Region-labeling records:
※ ※ ※
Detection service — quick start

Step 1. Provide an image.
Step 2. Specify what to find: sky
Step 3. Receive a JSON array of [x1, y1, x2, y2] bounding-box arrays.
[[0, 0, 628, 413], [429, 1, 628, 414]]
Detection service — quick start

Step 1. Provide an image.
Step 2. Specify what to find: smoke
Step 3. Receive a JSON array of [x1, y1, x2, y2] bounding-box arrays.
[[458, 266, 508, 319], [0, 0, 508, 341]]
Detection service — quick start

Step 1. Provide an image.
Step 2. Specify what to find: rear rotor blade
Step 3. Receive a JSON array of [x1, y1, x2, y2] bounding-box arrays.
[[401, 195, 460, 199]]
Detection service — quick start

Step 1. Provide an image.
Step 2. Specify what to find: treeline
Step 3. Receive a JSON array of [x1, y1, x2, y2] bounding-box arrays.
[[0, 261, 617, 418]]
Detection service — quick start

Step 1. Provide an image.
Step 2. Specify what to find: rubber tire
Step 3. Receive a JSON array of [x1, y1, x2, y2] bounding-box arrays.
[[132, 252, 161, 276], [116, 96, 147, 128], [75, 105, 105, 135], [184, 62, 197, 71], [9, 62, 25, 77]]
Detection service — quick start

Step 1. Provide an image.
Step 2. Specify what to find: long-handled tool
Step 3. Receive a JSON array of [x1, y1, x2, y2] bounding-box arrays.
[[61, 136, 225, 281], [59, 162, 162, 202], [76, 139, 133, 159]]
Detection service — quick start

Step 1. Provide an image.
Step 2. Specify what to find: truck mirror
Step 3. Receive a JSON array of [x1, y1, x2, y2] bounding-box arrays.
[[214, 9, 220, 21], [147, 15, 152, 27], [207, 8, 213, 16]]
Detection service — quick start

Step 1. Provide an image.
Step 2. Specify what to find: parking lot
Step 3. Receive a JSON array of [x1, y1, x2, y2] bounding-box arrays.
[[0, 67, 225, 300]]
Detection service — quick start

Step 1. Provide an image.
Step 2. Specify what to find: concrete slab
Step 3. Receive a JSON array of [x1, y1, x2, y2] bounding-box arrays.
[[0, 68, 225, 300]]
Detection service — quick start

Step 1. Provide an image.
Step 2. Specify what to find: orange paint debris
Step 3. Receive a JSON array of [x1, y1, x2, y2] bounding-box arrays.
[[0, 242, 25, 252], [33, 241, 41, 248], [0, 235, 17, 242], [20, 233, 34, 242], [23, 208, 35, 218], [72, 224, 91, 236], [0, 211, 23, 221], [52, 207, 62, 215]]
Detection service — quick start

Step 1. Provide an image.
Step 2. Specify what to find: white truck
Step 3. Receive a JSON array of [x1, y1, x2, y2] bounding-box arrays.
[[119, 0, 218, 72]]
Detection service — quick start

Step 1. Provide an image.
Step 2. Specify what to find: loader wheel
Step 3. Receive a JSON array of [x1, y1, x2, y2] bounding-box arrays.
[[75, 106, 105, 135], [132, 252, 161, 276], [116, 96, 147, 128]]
※ ※ ※
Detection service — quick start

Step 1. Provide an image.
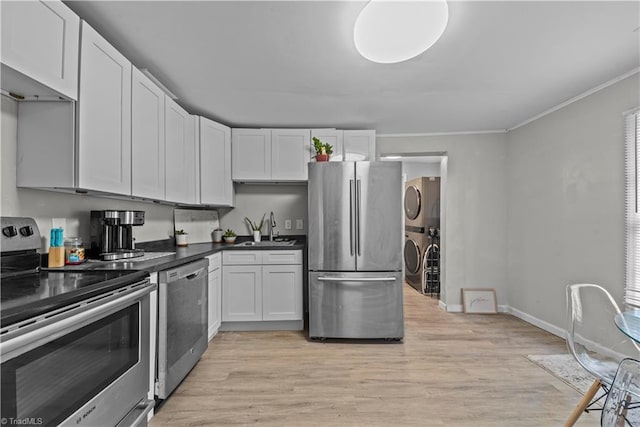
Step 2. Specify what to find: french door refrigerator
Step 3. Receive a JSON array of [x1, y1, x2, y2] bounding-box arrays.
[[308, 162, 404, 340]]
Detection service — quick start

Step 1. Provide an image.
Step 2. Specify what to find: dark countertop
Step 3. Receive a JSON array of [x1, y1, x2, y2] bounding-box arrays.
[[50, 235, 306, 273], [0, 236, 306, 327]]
※ ※ ※
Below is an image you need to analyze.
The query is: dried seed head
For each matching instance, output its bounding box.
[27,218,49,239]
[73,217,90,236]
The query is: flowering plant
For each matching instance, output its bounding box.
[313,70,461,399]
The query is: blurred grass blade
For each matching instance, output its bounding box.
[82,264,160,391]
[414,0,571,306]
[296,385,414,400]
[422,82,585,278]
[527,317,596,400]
※ ※ ※
■ Your goal:
Please count the lines in the records that contain the string "blade", treating uppercase and lowercase as different, and give only the number.

■ The output:
2